-- BEGIN INPUT ROWS --
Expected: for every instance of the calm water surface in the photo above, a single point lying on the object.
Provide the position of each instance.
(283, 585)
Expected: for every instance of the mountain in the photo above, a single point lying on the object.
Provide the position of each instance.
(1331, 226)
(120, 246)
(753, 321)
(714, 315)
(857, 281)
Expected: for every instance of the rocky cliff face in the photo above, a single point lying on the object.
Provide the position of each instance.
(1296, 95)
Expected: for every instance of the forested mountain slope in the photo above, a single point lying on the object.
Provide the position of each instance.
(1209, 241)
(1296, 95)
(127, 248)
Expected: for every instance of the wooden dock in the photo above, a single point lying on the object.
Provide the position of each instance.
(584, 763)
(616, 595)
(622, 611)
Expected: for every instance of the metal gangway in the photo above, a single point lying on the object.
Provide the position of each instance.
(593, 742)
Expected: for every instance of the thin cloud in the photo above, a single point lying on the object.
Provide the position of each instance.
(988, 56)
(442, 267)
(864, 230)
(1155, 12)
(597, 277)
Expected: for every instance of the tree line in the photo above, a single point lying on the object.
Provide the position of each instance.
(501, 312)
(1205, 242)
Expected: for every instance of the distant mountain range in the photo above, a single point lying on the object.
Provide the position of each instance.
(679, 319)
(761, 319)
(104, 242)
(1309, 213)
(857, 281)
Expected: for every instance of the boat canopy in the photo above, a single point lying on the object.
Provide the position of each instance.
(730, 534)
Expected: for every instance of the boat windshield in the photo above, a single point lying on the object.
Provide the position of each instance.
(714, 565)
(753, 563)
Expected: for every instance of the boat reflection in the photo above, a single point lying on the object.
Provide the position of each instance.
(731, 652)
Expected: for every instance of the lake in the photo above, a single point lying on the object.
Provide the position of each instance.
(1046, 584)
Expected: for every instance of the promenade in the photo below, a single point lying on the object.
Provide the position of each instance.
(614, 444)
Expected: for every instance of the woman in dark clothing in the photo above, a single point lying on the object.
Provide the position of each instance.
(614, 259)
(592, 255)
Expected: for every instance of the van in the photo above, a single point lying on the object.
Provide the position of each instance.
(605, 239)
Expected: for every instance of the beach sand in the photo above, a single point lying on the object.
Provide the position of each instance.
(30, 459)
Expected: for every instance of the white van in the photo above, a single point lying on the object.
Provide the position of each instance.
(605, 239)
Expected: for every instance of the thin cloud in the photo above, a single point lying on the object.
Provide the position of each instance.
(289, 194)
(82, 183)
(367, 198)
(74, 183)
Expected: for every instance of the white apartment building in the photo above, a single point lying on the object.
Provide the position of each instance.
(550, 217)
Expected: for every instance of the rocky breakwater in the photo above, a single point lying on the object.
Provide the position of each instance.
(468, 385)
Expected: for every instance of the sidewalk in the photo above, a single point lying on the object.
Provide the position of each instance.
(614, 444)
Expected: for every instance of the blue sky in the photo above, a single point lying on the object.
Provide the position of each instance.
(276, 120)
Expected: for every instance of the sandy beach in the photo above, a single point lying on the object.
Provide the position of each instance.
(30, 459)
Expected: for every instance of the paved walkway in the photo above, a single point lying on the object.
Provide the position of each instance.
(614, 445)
-- END INPUT ROWS --
YOUR GOAL —
Convert every line of all the rows above into a JSON list of strings, one string per line, and leave out any blank lines.

FINAL ANSWER —
[
  "Expected: for every instance of the calm water surface in the photo above, a single point lying on the object.",
  "Provide the position of each instance.",
  "(283, 585)",
  "Expected: for every instance of the mountain in the photo above, a single point lying on the object.",
  "Provide the position of each instance.",
  "(1331, 226)",
  "(120, 246)",
  "(753, 321)",
  "(714, 315)",
  "(857, 281)",
  "Expected: for every instance of the rocky cliff face in the photo above, a single point lying on the object.",
  "Provide the position of each instance.",
  "(1296, 95)",
  "Expected: for every instance of the forested mountain slope in the photo above, a single point lying on the object.",
  "Provide the position of each instance.",
  "(1209, 241)",
  "(1296, 95)",
  "(127, 248)",
  "Expected: for every instance of the wooden dock in the photo above, a single point lying on the object.",
  "Provide the position of each instance.",
  "(584, 763)",
  "(616, 595)",
  "(622, 611)",
  "Expected: for every instance of the metal gangway in the photo above, a single point lying on the object.",
  "Provide the position of each instance.",
  "(593, 742)",
  "Expected: for every instance of the thin cloud in the photo above, a single point lying on the object.",
  "Provide the position of each instance.",
  "(988, 56)",
  "(442, 267)",
  "(864, 230)",
  "(1155, 12)",
  "(597, 277)",
  "Expected: for every instance of the tree line in the photo above, a single point lying on the object.",
  "Provide the position of each instance.",
  "(501, 312)",
  "(1205, 242)",
  "Expected: for every instance of the distant mountain range in the photo above, a single point lying on the object.",
  "Provide the position of each instance.",
  "(679, 319)",
  "(761, 319)",
  "(104, 242)",
  "(1309, 213)",
  "(857, 281)",
  "Expected: for every instance of the boat canopy in the photo above, a single point lying on the object.",
  "Provide the position of each instance.",
  "(730, 534)",
  "Expected: for every instance of the boat windshield in the photo above, a single point lying on the object.",
  "Provide the position of each instance.",
  "(714, 565)",
  "(753, 563)",
  "Expected: for every instance of the boat reflection in the photo above, a single point lying on the object.",
  "Provide the position of each instance.",
  "(731, 652)",
  "Expected: for every instance of the lake in the photo above, a single point lying on the object.",
  "Provide the position of each instance.",
  "(1046, 584)",
  "Expected: for every instance of the promenade in the photo below, a single point lying on the object.",
  "Provide the position of each instance.",
  "(614, 444)",
  "Expected: for every instance of the woman in dark clothing in the photo above, a single point lying on the object.",
  "Provide the position of each instance.",
  "(614, 259)",
  "(592, 255)",
  "Expected: for every instance of the van in the photo above, a single point lying on the object.",
  "Provide the position of each instance.",
  "(605, 239)",
  "Expected: for every instance of the beach sand in the photo above, a single point lying on the object.",
  "Provide the position of each instance.",
  "(30, 459)",
  "Expected: for every instance of the white van in the photo above, a single point lying on the object.",
  "Provide the position of each instance.",
  "(605, 239)",
  "Expected: for every instance of the thin cloud in the photo above, a single point lying on the object.",
  "Provide the position of each instance.",
  "(289, 194)",
  "(82, 183)",
  "(367, 198)",
  "(74, 183)",
  "Expected: for every instance of the white apartment building in the photo above, a single point lying on the object.",
  "Provide the position of each instance.",
  "(550, 217)",
  "Expected: for every instance of the rocky breakwater in the photo above, a single point lying on the object.",
  "Provide the position of each instance.",
  "(468, 385)",
  "Expected: for every instance of the sidewalk in the photo above, a single point lying on the object.",
  "Provide the position of each instance.",
  "(614, 444)",
  "Expected: for every instance of the blue sky in the photo above, a single point lying on the object.",
  "Provide the position of each instance.",
  "(276, 120)",
  "Expected: for every instance of the sandy beach in the photo above, a single point lying on the object.",
  "Provide the position of each instance.",
  "(30, 459)",
  "Expected: for every instance of the paved walkway in the photo above, a single point lying on the object.",
  "Provide the position of each instance.",
  "(614, 445)"
]